### TASK MATERIAL
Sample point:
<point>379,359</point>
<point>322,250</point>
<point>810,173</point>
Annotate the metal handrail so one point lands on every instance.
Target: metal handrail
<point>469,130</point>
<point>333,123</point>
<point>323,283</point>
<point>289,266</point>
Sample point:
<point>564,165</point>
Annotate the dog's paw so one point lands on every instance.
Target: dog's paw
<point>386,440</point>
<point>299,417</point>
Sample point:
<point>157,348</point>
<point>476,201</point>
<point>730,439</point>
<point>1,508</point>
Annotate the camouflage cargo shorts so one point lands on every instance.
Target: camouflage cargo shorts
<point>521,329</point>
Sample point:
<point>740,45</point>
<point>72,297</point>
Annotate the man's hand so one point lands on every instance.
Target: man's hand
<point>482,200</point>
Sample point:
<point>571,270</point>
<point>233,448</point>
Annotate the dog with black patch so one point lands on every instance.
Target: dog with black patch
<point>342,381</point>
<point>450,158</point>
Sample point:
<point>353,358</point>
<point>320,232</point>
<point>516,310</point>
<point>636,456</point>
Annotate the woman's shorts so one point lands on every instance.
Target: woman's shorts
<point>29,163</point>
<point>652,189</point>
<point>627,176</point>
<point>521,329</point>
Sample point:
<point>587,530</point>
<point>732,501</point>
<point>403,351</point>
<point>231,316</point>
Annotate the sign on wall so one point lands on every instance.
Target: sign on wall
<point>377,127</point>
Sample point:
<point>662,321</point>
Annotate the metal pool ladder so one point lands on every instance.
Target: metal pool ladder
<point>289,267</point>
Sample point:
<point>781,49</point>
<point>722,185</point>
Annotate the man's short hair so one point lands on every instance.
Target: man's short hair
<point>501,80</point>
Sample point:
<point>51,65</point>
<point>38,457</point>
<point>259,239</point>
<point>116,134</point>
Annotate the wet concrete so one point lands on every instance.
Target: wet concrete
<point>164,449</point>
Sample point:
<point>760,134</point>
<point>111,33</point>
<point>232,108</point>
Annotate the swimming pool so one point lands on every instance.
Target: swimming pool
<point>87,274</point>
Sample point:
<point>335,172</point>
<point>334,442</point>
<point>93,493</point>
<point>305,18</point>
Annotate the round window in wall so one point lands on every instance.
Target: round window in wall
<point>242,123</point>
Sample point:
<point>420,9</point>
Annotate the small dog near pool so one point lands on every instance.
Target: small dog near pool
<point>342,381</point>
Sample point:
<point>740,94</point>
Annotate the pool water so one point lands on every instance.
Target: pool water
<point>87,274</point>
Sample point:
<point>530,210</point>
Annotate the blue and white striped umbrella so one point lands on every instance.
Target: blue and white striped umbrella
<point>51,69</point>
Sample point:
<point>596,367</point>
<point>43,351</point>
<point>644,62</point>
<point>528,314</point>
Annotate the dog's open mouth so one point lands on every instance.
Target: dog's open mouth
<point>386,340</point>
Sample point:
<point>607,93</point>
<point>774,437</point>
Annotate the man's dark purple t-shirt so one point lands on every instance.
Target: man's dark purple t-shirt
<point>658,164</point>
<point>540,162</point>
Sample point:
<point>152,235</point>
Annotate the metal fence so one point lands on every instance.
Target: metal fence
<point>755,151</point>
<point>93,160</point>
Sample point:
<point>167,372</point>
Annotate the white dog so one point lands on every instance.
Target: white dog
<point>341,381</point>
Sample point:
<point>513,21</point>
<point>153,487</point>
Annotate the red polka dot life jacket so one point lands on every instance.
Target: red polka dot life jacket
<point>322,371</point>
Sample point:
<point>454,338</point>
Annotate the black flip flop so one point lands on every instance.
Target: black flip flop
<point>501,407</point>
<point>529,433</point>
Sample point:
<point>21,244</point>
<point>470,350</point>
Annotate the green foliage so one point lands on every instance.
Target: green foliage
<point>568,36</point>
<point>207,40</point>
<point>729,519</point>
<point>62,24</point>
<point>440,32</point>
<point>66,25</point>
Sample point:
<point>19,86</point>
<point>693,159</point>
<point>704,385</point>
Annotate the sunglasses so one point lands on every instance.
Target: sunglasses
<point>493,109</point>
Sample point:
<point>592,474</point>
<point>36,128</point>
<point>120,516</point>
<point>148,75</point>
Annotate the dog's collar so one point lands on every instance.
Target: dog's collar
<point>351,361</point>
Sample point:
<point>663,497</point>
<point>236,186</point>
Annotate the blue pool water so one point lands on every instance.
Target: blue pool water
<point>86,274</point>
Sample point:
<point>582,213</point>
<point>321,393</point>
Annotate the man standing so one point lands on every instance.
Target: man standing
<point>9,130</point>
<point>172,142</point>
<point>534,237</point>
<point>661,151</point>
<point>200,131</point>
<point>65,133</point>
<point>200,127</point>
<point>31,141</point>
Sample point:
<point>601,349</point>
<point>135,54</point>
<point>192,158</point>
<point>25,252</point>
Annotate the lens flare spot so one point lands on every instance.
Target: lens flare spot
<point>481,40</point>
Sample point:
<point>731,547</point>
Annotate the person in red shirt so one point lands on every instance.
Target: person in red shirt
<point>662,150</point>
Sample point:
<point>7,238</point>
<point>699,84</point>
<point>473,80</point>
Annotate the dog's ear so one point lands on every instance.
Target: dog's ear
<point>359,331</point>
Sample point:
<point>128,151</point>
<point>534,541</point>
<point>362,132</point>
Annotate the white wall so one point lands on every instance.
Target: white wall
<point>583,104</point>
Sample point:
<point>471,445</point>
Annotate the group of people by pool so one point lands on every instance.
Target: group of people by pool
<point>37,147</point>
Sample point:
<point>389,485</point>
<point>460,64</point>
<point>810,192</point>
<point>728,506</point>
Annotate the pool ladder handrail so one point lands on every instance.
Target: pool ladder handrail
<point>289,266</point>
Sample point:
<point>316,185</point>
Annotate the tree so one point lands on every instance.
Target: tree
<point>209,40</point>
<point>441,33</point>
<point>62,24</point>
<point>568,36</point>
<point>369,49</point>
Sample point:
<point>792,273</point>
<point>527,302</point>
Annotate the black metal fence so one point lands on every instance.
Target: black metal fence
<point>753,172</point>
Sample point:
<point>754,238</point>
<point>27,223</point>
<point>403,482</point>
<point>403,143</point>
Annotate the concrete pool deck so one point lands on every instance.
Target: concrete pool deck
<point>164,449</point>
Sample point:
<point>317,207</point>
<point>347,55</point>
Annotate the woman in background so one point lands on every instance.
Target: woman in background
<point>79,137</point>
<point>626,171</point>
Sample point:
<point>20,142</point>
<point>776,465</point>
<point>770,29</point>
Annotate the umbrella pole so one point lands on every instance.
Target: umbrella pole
######
WHAT IS NEEDED:
The entries shown above must be reproduced in full, exactly as written.

SOLUTION:
Sample point:
<point>379,359</point>
<point>322,250</point>
<point>810,173</point>
Annotate the metal handrail so one point lands on every instance.
Target: metal handrail
<point>469,130</point>
<point>333,123</point>
<point>323,283</point>
<point>289,266</point>
Sample point:
<point>564,165</point>
Annotate the dog's paw so one point lands on every instance.
Target: dog's paw
<point>386,440</point>
<point>299,417</point>
Sample point:
<point>157,348</point>
<point>476,201</point>
<point>730,439</point>
<point>1,508</point>
Annotate the camouflage cargo shorts so one point lands on every instance.
Target: camouflage cargo shorts
<point>521,329</point>
Sample point:
<point>740,45</point>
<point>72,297</point>
Annotate the man's hand so one point lands on every instance.
Target: man's hand
<point>482,200</point>
Sample point:
<point>571,270</point>
<point>233,448</point>
Annotate the dog with black patch so one point lands on every instance.
Target: dog with black patch
<point>342,381</point>
<point>450,158</point>
Sample point:
<point>353,358</point>
<point>320,232</point>
<point>516,310</point>
<point>636,456</point>
Annotate the woman's shorts so one point lands on every instance.
Target: woman's shorts
<point>29,163</point>
<point>652,189</point>
<point>627,176</point>
<point>521,329</point>
Sample point:
<point>587,530</point>
<point>732,501</point>
<point>403,351</point>
<point>231,316</point>
Annotate the sign on wall so one point lands on every instance.
Target: sign on wall
<point>377,127</point>
Sample point:
<point>662,321</point>
Annotate the metal pool ladder so one point lands on every instance.
Target: metal pool ladder
<point>289,267</point>
Sample point:
<point>781,49</point>
<point>722,185</point>
Annotate the man's short hair so one point lands on every instance.
Target: man's short hair
<point>501,80</point>
Sample point:
<point>51,65</point>
<point>38,457</point>
<point>259,239</point>
<point>116,134</point>
Annotate the wet concrete so one point lands on every instance.
Target: wet concrete
<point>164,449</point>
Sample point:
<point>760,134</point>
<point>111,33</point>
<point>232,108</point>
Annotate the swimming pool so one point lands on every instance.
Target: swimming pool
<point>87,274</point>
Sample point:
<point>335,172</point>
<point>334,442</point>
<point>93,493</point>
<point>305,18</point>
Annotate the round window in wall so one point lands on every instance.
Target: round window in wall
<point>242,123</point>
Sample point:
<point>420,9</point>
Annotate the small dog near pool so one point lands on every instance.
Target: small dog near pool
<point>342,381</point>
Sample point:
<point>740,94</point>
Annotate the pool water so one point lands on every instance.
Target: pool water
<point>87,274</point>
Sample point:
<point>530,210</point>
Annotate the blue and white striped umbrella so one point lands on every instance.
Target: blue and white striped umbrella
<point>51,69</point>
Sample point:
<point>596,367</point>
<point>43,351</point>
<point>644,62</point>
<point>528,314</point>
Annotate the dog's open mouth so one point lands on every instance.
Target: dog's open mouth
<point>386,340</point>
Sample point:
<point>607,93</point>
<point>774,437</point>
Annotate the man's dark purple t-shirt so one point lands on every instance.
Target: man's dark purple t-shirt
<point>658,164</point>
<point>540,162</point>
Sample point:
<point>152,235</point>
Annotate the metal fence so one point lands on every instance.
Target: metal fence
<point>755,151</point>
<point>93,160</point>
Sample point:
<point>167,372</point>
Annotate the white dog so one point lands on every instance.
Target: white dog
<point>341,381</point>
Sample point:
<point>513,21</point>
<point>153,487</point>
Annotate the red polka dot life jacket so one point lands on every instance.
Target: red polka dot life jacket
<point>322,371</point>
Sample point:
<point>454,338</point>
Annotate the black flip flop so one point lands on every instance.
Target: black flip flop
<point>501,407</point>
<point>529,433</point>
Sample point:
<point>21,244</point>
<point>470,350</point>
Annotate the green foliage so one point lands on every instance.
Target: green foliage
<point>568,36</point>
<point>207,40</point>
<point>729,519</point>
<point>62,24</point>
<point>440,32</point>
<point>66,25</point>
Sample point:
<point>19,86</point>
<point>693,159</point>
<point>704,385</point>
Annotate the sunglasses so one point lands on every instance.
Target: sunglasses
<point>493,109</point>
Sample point:
<point>592,474</point>
<point>36,128</point>
<point>120,516</point>
<point>148,75</point>
Annotate the dog's collar so one point lands on every instance.
Target: dog's collar
<point>351,361</point>
Sample point:
<point>663,497</point>
<point>236,186</point>
Annotate the blue pool water so one point lands on every instance.
Target: blue pool water
<point>86,274</point>
Sample point:
<point>582,213</point>
<point>321,393</point>
Annotate the man standing so one point lands on every instance.
Target: man standing
<point>9,130</point>
<point>172,142</point>
<point>534,237</point>
<point>661,151</point>
<point>200,131</point>
<point>65,133</point>
<point>200,127</point>
<point>31,141</point>
Sample point:
<point>601,349</point>
<point>135,54</point>
<point>192,158</point>
<point>25,252</point>
Annotate the lens flare spot so one point lands on every instance.
Target: lens flare spot
<point>481,40</point>
Sample point:
<point>731,547</point>
Annotate the person in red shirt so one point lands on every instance.
Target: person in red shirt
<point>662,150</point>
Sample point:
<point>7,238</point>
<point>699,84</point>
<point>473,80</point>
Annotate the dog's ear so one point lands on every instance.
Target: dog's ear
<point>359,331</point>
Sample point:
<point>128,151</point>
<point>534,541</point>
<point>362,132</point>
Annotate the white wall so one point lands on every instance.
Target: white wall
<point>583,104</point>
Sample point:
<point>471,445</point>
Annotate the group of people by pool so one point lands on every instance.
Target: group of people by pool
<point>37,147</point>
Sample point:
<point>389,485</point>
<point>460,64</point>
<point>810,192</point>
<point>728,506</point>
Annotate the pool ladder handrail so one point lands on every instance.
Target: pool ladder handrail
<point>289,266</point>
Sample point:
<point>316,185</point>
Annotate the tree so one point lands on every instance.
Target: tree
<point>209,40</point>
<point>441,33</point>
<point>62,24</point>
<point>568,36</point>
<point>369,49</point>
Sample point:
<point>792,273</point>
<point>527,302</point>
Annotate the black metal fence so one point lands on every instance.
Target: black metal fence
<point>753,172</point>
Sample point:
<point>754,238</point>
<point>27,223</point>
<point>403,482</point>
<point>403,143</point>
Annotate the concrete pool deck so one point lands on every instance.
Target: concrete pool deck
<point>164,449</point>
Sample point:
<point>317,207</point>
<point>347,55</point>
Annotate the woman in background so one point lands on every instance.
Target: woman in background
<point>79,137</point>
<point>626,171</point>
Sample point:
<point>20,142</point>
<point>776,465</point>
<point>770,29</point>
Annotate the umbrella pole so one point lands on every instance.
Target: umbrella pole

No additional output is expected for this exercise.